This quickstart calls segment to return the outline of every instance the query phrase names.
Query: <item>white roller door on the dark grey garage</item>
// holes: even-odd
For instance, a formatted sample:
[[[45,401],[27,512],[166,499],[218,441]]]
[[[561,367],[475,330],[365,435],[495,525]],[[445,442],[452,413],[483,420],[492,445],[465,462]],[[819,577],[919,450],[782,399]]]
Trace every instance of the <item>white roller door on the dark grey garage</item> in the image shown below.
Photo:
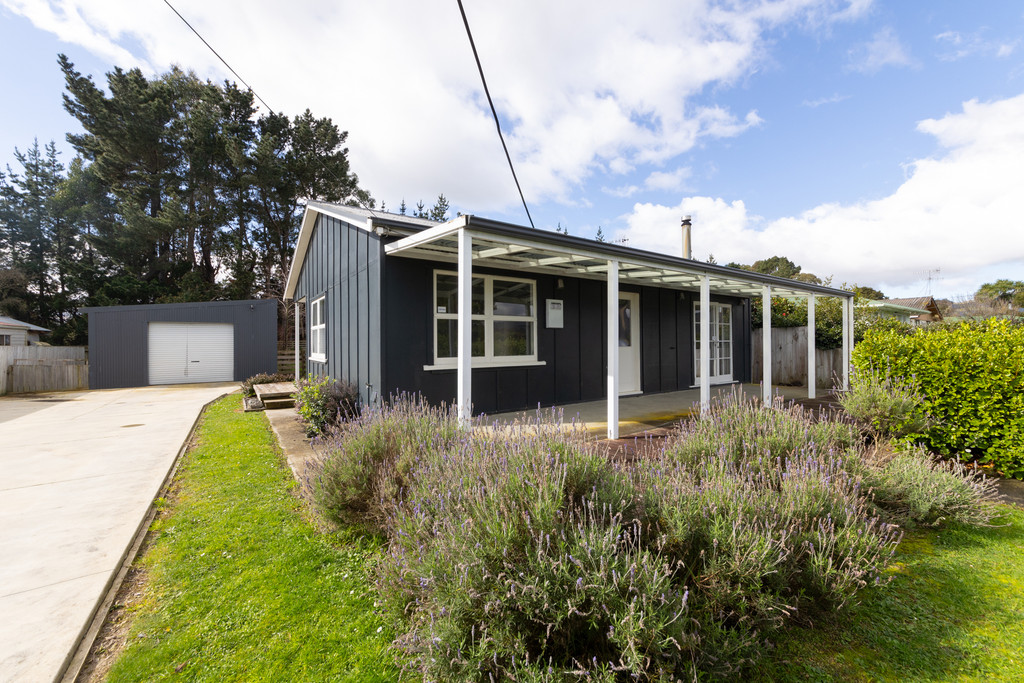
[[[229,323],[150,323],[150,384],[230,382],[234,326]]]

----------------------------------------

_Your assignment_
Where an entry includes an image, skip the image and return everything else exactly.

_Solution_
This quickstart calls segment to return the outline of every instance the query phrase names.
Query: <item>white roller door on the dark grey garage</item>
// holes: even-odd
For instance, a formatted sample:
[[[45,401],[27,512],[166,499],[218,441]]]
[[[561,367],[475,330],[365,435],[495,525]],[[445,442],[452,413],[483,420],[492,445],[465,462]],[[819,577],[919,450],[782,399]]]
Trace every instance of the <item>white roller door on the dark grey garage</item> in the image shown below.
Photo:
[[[229,323],[150,323],[150,384],[230,382],[234,326]]]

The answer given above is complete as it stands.